▶ [Complete the following]
(a) In the excerpt on Bitcoin Fund options, which affiliate's surveillances would the Exchange's market surveillance staff have access to?
(b) The excerpt on Bitcoin Fund options names factors a member must consider about a customer when exercising due diligence. List every factor it names.
(c) Reproduce the excerpt on Bitcoin Fund options word for word, from "The proposal excludes" up to and including "list such options.".

▶ [Reading passage]
>>>>>
The proposal excludes the Bitcoin Fund options from FLEX trading.[110] Excluding Bitcoin Fund options from FLEX trading will allow the Commission to consider the listing of FLEX options on the Bitcoin Funds in the context of any separate proposal to list such options.
C. Surveillance
As described more fully above, the Exchange states that the same surveillance procedures applicable to all other options currently listed and traded on the Exchange will apply to options on the Bitcoin Funds.[111] The Exchange states that its market surveillance staff would have access to the surveillances conducted by its affiliate, NYSE Arca, Inc. with respect to the Bitcoin Funds and would review activity in the underlying Bitcoin Funds when conducting surveillance for market abuse or manipulations in options on the Bitcoin Funds.[112] Additionally, the Exchange states that it is a member of the Intermarket Surveillance Group (“ISG”) under the Intermarket Surveillance Group Agreement, and that ISG members work together to coordinate surveillance and investigative information sharing in the stock, options, and futures markets.[113] CME also is a member of ISG. In approving the Bitcoin ETPs, the Commission concluded that:
Together, these surveillance procedures should allow the Exchange to investigate suspected manipulations or other trading abuses in options on the Bitcoin Funds.
D. Retail Customers
The Exchange states that applicable Exchange rules will require that customers receive appropriate disclosure before trading options in Bitcoin Funds.[115] Further, the Exchange states that brokers opening accounts and recommending options transactions must comply with relevant customer suitability standards.[116]
Existing rules governing broker-dealer conduct when dealing with retail customers will apply to the proposed Bitcoin Fund options. For example, the Exchange's rules require its members to “exercise due diligence to learn the essential facts as to the customer and his investment objectives and financial situation.” [117] In fulfilling this obligation, the member must consider, among other things, a customer's investment objectives; employment status; estimated annual income; estimated net worth; and investment experience and knowledge.[118] Further, FINRA's heightened suitability requirements for options trading accounts require that a person recommending an opening position in any option contract have “a reasonable basis for believing, at the time of making the recommendation, that the customer has such knowledge and experience in financial matters that he may reasonably be expected to be capable of evaluating the risks of the recommended transaction, and is financially able to bear the risks of the recommended position in the option contract.” [119]
IV. Solicitation of Comments on Amendment No. 3 to the Proposed Rule Change
Interested persons are invited to submit written data, views, and arguments concerning whether Amendment No. 3 is consistent with the Act. Comments may be submitted by any of the following methods:
Electronic Comments
- Use the Commission's internet comment form (https://www.sec.gov/rules/sro.shtml); or
- Send an email torule-comments@sec.gov. Please include file number SR-NYSEAMER-2024-49 on the subject line.
<<<<<
[Items from a data source]
>>>>>
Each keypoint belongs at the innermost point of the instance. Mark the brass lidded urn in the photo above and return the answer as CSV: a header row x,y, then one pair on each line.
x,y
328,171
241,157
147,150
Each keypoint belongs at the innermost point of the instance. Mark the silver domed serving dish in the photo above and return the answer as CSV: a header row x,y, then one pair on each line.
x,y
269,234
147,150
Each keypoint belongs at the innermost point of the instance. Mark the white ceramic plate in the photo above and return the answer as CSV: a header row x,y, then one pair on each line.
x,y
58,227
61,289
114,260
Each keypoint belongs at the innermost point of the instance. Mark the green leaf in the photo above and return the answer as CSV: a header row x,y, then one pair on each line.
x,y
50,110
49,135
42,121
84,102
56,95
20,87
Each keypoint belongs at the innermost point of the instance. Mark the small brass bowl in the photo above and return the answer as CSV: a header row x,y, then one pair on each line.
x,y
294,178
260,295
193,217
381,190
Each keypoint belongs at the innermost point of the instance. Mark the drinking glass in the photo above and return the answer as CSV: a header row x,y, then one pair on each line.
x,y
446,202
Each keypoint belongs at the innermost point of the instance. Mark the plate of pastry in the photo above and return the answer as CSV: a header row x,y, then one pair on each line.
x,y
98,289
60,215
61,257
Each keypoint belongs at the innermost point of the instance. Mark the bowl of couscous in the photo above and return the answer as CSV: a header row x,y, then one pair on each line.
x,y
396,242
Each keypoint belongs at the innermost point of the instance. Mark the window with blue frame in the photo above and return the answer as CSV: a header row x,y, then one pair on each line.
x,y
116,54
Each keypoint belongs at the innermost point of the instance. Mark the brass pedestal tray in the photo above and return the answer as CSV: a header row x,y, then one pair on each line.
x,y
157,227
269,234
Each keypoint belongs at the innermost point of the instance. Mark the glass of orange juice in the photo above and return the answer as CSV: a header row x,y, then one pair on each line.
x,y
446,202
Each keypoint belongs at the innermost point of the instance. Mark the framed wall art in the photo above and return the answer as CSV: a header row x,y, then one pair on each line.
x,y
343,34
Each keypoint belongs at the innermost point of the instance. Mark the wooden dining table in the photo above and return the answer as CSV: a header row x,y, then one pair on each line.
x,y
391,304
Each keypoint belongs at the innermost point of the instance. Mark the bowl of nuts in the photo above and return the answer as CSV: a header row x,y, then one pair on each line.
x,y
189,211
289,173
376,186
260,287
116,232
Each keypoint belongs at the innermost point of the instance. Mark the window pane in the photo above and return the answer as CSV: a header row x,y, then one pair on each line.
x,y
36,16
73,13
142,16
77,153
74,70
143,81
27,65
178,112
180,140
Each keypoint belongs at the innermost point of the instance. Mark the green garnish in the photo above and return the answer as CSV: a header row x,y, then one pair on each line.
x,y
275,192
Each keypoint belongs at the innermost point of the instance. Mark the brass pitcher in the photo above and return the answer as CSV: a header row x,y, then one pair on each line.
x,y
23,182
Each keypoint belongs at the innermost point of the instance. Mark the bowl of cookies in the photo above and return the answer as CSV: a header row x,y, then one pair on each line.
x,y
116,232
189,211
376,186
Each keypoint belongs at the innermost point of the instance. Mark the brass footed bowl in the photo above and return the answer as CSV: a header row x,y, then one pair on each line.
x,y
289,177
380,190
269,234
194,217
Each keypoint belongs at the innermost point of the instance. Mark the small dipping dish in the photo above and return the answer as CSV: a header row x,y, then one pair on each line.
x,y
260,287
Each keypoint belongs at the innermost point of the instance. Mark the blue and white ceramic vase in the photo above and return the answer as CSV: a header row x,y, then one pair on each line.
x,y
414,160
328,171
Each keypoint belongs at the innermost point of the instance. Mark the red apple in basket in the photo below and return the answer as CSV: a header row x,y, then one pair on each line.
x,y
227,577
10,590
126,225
<<<<<
▶ [Solved tasks]
(a) NYSE Arca, Inc.

(b)
- Investment objectives
- Employment status
- Estimated annual income
- Estimated net worth
- Investment experience and knowledge

(c)
The proposal excludes the Bitcoin Fund options from FLEX trading.[110] Excluding Bitcoin Fund options from FLEX trading will allow the Commission to consider the listing of FLEX options on the Bitcoin Funds in the context of any separate proposal to list such options.